Things to do =
A – According to the text about the sea lion Ronan, how many beats per minute does the Earth, Wind & Fire song range across?
B – Duplicate the text about the sea lion Ronan word for word, from "Extra: On the" up to and including "it’s entertaining nonetheless.".

Document text =
This video and story have apparently gone viral, but I had to share them. A psychology graduate student at UCSC has taught a sea lion, nicknamed Ronan, to keep a beat AKA “rhythmic entrainment.” This was the first time a non-human mammal has been shown to be able to keep in time with various rhythmic sounds. The ability to appreciate Earth, Wind & Fire was previously thought to be reserved for birds because of their vocal mimicry capabilities. It may seem like Ronan could just be bobbing her head, but according to her trainer, “She was flawless with Earth, Wind & Fire. The song changes from 107 to 130 beats per minute, and she changes with it.” Hence, Ronan does actually understand what she is supposed to be doing. Pretty exciting! The article is also good for understanding operant conditioning because it elaborates on the stages of training that were necessary to teach the pinniped how to find her groove.
While sea lions do not have the capacity for human vocal mimicry, some people believe this is a skill not impossible for marine animals. Here is a youtube link to a short story about a beluga whale that can make “human-like” noises. I agree the noises made by the beluga are a stretch for qualifying as a human voice, but they seemed real enough to the tank worker who jumped out of the beluga’s enclosure because a voice told him to. Before you totally discredit this “beluga babble,” think about what people sound like when they talk underwater. We are not super understandable either. According to the video, dolphins are also known to make noises resembling human speech.
Extra: On the bird-music tangent, here is a favorite video of mine that shows a bird dancing to Whip My Hair. This video is not about a bird keeping beat or dancing on her own. I’m sure it’s the owner just telling her to do tricks that go with the music, but it’s entertaining nonetheless.

Extracted entries =
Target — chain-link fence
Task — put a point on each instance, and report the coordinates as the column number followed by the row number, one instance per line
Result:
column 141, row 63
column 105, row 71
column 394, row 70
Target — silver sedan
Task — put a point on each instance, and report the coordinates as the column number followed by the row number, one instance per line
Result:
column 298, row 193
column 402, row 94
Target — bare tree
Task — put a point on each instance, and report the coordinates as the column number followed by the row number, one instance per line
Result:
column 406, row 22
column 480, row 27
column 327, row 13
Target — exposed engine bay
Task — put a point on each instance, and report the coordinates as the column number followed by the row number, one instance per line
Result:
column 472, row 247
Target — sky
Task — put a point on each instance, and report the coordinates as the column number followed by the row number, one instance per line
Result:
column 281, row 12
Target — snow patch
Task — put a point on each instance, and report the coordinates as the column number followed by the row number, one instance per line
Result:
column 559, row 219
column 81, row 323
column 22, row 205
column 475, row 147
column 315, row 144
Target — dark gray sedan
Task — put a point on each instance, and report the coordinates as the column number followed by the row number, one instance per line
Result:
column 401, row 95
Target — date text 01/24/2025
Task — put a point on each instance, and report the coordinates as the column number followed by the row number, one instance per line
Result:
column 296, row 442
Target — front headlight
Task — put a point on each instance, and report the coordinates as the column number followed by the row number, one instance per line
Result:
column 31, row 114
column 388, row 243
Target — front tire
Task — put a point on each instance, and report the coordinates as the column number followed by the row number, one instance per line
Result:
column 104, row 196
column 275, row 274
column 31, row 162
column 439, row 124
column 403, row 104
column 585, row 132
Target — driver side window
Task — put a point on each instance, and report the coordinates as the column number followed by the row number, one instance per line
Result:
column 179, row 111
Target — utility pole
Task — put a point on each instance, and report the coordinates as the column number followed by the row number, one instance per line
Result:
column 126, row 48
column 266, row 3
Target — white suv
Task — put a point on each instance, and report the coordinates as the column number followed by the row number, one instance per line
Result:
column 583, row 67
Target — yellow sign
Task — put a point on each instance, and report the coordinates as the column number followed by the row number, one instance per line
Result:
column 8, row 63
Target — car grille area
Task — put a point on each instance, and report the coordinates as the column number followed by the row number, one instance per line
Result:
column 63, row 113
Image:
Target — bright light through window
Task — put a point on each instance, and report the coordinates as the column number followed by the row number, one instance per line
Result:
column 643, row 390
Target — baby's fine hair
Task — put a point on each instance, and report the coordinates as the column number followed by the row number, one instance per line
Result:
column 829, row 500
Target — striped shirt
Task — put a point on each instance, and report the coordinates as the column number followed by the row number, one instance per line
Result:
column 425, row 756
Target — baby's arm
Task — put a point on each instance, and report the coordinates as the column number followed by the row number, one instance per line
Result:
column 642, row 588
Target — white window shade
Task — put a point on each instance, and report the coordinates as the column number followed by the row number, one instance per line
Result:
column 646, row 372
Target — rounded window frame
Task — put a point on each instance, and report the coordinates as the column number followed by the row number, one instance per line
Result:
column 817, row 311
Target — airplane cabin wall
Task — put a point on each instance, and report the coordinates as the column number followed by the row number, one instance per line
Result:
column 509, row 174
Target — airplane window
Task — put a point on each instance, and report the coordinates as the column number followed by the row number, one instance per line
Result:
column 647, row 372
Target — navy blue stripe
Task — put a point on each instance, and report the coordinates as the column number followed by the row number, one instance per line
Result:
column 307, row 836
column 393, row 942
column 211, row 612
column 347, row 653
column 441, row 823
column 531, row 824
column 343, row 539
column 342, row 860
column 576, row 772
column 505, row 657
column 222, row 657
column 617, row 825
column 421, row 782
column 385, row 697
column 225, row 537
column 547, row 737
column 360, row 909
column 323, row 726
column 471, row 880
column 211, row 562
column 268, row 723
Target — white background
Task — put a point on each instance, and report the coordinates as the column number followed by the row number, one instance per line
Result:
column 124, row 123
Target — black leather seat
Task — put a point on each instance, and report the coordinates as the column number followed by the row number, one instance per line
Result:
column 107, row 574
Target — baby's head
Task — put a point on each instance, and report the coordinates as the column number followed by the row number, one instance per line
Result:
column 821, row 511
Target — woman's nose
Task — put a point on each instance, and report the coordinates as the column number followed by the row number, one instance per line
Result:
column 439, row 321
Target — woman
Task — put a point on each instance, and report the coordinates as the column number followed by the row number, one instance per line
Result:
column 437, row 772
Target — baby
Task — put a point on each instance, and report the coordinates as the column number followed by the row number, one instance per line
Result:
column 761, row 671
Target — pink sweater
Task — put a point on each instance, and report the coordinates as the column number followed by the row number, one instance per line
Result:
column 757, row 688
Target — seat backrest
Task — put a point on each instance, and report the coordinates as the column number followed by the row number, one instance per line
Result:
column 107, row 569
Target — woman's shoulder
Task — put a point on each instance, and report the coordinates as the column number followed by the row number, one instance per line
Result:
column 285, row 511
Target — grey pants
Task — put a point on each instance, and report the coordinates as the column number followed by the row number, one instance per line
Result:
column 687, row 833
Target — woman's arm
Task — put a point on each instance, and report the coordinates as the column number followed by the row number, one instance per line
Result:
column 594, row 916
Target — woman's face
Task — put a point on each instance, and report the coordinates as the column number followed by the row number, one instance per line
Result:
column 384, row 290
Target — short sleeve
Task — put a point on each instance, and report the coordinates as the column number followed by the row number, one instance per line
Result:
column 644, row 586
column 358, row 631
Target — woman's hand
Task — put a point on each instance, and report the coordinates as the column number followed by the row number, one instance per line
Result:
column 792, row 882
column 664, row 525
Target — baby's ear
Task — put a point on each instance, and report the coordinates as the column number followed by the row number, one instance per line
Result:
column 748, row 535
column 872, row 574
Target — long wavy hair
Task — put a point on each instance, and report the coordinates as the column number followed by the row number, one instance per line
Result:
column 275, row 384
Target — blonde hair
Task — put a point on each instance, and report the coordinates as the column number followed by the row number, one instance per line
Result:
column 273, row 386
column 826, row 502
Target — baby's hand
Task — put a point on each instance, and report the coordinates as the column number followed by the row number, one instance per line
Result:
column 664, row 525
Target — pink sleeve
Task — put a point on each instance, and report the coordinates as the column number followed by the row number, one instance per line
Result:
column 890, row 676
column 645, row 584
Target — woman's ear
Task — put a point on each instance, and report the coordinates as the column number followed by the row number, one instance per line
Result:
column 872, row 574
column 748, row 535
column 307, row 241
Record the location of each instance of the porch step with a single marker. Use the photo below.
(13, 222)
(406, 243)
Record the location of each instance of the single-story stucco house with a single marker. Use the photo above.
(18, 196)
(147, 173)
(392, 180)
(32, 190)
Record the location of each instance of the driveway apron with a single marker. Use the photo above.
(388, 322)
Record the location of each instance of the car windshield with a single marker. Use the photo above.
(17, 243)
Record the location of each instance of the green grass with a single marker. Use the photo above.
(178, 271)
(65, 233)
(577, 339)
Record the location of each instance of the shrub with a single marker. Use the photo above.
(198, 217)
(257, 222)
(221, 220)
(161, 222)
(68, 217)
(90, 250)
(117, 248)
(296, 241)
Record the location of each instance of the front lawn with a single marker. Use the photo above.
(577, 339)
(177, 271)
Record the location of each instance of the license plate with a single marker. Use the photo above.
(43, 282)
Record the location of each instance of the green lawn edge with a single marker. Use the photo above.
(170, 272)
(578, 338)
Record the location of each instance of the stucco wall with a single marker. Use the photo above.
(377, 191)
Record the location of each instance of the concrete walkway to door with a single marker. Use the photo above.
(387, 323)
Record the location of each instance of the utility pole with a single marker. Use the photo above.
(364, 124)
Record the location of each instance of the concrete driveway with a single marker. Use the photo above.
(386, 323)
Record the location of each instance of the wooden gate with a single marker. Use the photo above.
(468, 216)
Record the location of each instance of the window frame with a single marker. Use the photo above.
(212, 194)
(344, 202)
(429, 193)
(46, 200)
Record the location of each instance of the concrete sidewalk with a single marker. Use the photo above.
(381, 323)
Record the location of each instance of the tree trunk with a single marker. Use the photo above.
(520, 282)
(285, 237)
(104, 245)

Answers for the exercise =
A – It changes from 107 to 130 beats per minute.

B –
Extra: On the bird-music tangent, here is a favorite video of mine that shows a bird dancing to Whip My Hair. This video is not about a bird keeping beat or dancing on her own. I’m sure it’s the owner just telling her to do tricks that go with the music, but it’s entertaining nonetheless.